- _TESTO DELLA PAGINA_
┄┄┄┄┄┄┄┄┄┄

Un paio di giorni dopo la Giornata della Mamma, un’ amica e io, abbiamo cercato di fare un elenco di amiche e conoscenti che fossero incinte. E per quante di loro, questo giorno rappresentasse una specie di D-day del loro vivere, passato a guardare le foto di un bimbo appena arrivato al mondo. Un caffè tra donne si potrebbe dire di quelli normali, tranquilli, invece, no. Entrambe siamo giunte alla conclusione che vorremmo tanto avere un biglietto di sola andata per il giro del mondo, senza ritorno, senza data, fermo restando che la sottoscritta porterebbe con sé anche quel gattino che aspetto da troppo tempo. L’incontro-caffè è finito, ognuna ha preso la sua strada.
Dopo un po’ di tempo quei pensieri mi sono tornati in mente, con insistenza, sempre sullo stesso tema. Siamo state sincere?
Non posso rispondere per lei, so per certo che in parte io non lo sono stata. So con sincerità che i bambini mi rendono felice, tutti i bimbi, anche quelli che magari per caso, si trovano nei miei paraggi o vicino a me. È da sempre così. Anche se costantemente la butto là dicendo di essere contraria e vado sostenendo di non voler mai diventare madre: sono consapevole che questo è un mio meccanismo di autodifesa, perché sono andata molto vicina ad averne uno, di bambino, non una volta sola… Il desiderio, di tutti e due, c’era. Possiedo una scatola con delle cose che acquisto ogni tanto e che metto da parte. Per la mia bimba. Un giorno. Chissà quando. Se.. Non lo so quando, come, e se accadrà, so solamente che dieci anni addietro i piani che facevo allora per il mio futuro erano del tutto diversi tanto che oggi mi pare impensabile che allora ne volessi due o tre negli anni che sto vivendo oggi, come è impensabile che oggi ne voglia solo uno. I numeri non contano, ma l’amaro che provo in bocca si fa sentire sempre più anche se sono consapevole che di tempo per me ce n’è. Tutto questo mi ha fatto ricordare una storia che ho sentito poco fa.

┄┄┄┄┄┄┄┄┄┄

- _DATI DI PARTENZA_
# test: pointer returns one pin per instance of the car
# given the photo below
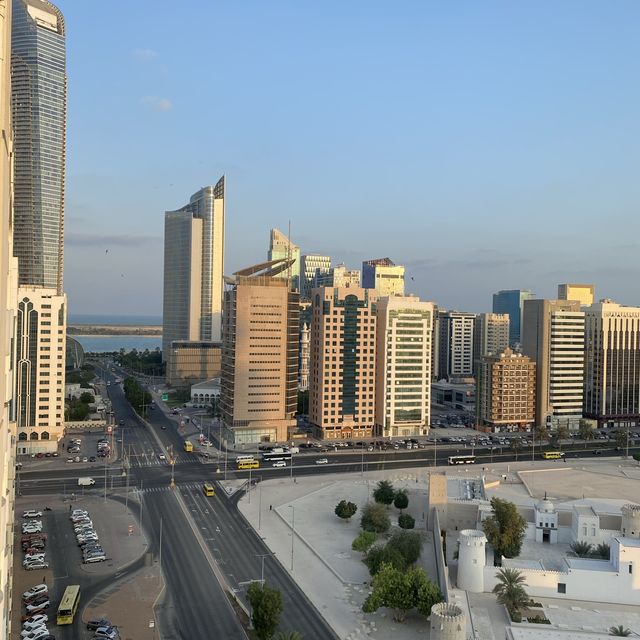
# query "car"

┄┄┄┄┄┄┄┄┄┄

- _CONSEGNA_
Prosegui il testo sul desiderio di diventare madre, riprendendo subito dopo l'ultima frase.

- _SVOLGIMENTO_
50 anni fa una giovane mamma ha voluto celebrare i primi 36 giorni della sua piccolina: 36 perché tante erano le foto che potevano stare in una pellicola di quei tempi. Per ogni giorno con la felicità sul volto, ha cambiato vestitini alla bimba scegliendo per il suo amore dei capi alla moda e scattando una foto. Erano momeni di reciproca condivisione, attimi solo loro, e non voleva non ricordarseli. Momenti come quano apriva gli occhi, quando sbadigliava, come e quanto crescevano i capelli e tutto quello che ogni genitore conosce. Quando ha finito gli scatti e andata in un fotolaboratorio dove ha consegnato il rullino per lo sviluuppo. Purtroppo è stato un buco nell’acqua perché non aveva inserito bene la pellicola nella macchina fotografica e le foto non erano riuscite, la pellicola non ha preso nessun scatto.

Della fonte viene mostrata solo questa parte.